I appreciate then when you're not an expert in physics, statistics and so on, all you have to go on are these circumstantial arguments, "two things that seem similar to me are alike, therefore they are alike in the same way".

However, I am making no such argument. I am explaining that statistical models of pixel frequencies cannot model the causes of those frequencies. I am illustrating this point with an example, not proving it.

If you want more detail about the reason it cannot: when the back of a coffee cup looks like the front, you can generate the back. But you cannot generate the bottom. (assuming the bottom doesn't occur in the dataset) -- why? Because the pixel distributions for the bottom of a cup have zero information about the rest of it.. and the model has no information about the bottom.

If you want a "proof" you'd need at least to be familiar with applied mathematics and the like:

Say the RGB value of each pixel, X of photos of coffee cups obtains from a data generating process parameterized on: distance from camera, lens focal length, angle to cup, lighting conditions, etc. Now produce a model of such causes, call it Environment(distance, angle, cup albedio,...).

Then show that X ~ E|fixed-paramerters induces a frequency distribution of pixels, f1(next|previous) = P(Xi...n|Xj...n); then for any variation in a fixed parameter induces a completely different distribution, say f2, f3, f4, ... Now check that the covariance distribution for most pairs of fs, shows that any given f is almost zero-informative about any other f.

Having done this, compare with a non-statistical (eg., video game) model of Environment where parameters are varied.. and show that all frames, say v, of the video game generated do have high covariance over the time of their sampling. The video game model covaries with most f1..fn; for the associative statistical model it only covaries with f1, or a very small number of others.

There's something very obvious about this if you understand how these statistical AI systems work: in cases where variations in the environment induce radically different distributions the AI will fail; in cases where they are close enough, they will (appear) to succeed.

The marketability of generative AI comes from rigging the use cases to situations where we don't need to change the environment. ie., you aren't exposed to the fact that when you generated a photo you could not have got the same one "at a different distance".

### EXCERPTED DATA
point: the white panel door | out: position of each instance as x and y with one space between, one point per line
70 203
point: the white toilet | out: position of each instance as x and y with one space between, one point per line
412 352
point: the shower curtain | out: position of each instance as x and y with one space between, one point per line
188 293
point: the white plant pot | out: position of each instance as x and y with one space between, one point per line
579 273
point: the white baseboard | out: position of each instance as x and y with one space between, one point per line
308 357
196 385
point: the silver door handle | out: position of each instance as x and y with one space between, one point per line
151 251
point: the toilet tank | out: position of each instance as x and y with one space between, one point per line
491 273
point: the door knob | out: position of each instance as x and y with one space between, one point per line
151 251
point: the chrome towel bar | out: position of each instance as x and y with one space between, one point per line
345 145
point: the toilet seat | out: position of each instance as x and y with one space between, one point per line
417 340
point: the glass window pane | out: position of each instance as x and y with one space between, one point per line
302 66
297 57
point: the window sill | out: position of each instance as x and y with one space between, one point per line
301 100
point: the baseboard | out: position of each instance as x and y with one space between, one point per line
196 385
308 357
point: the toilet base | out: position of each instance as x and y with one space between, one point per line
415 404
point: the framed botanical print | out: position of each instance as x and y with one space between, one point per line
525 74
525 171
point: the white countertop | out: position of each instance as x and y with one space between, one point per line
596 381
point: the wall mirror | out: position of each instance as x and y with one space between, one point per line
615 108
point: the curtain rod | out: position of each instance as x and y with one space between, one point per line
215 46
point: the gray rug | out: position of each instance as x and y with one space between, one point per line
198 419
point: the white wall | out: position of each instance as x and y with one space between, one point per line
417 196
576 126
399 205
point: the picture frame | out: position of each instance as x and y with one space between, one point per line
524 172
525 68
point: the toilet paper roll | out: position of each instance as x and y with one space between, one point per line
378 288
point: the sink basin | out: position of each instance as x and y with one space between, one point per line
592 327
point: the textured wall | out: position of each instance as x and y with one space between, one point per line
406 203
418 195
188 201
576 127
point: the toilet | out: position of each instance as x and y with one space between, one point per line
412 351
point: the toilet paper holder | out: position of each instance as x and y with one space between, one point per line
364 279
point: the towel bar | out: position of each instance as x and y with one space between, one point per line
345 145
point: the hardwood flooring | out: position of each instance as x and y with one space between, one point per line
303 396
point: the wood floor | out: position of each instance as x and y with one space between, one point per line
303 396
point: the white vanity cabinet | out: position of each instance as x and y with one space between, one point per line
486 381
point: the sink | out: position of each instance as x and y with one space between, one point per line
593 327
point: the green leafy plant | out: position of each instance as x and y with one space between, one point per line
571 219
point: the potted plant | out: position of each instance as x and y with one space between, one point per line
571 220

### WORK TO BE COMPLETED
Condense the paragraph of the passage on statistical image models that begins "If you want more detail about the reason it cannot" into a bulleted list that keeps its main facts. The records are separate material and are unrelated to the text above them.

### ANSWER
- When the back of a coffee cup looks like the front, the back can be generated.
- The bottom cannot be generated, assuming it does not occur in the dataset.
- The pixel distributions for the bottom of a cup carry zero information about the rest of the cup.
- The model has no information about the bottom.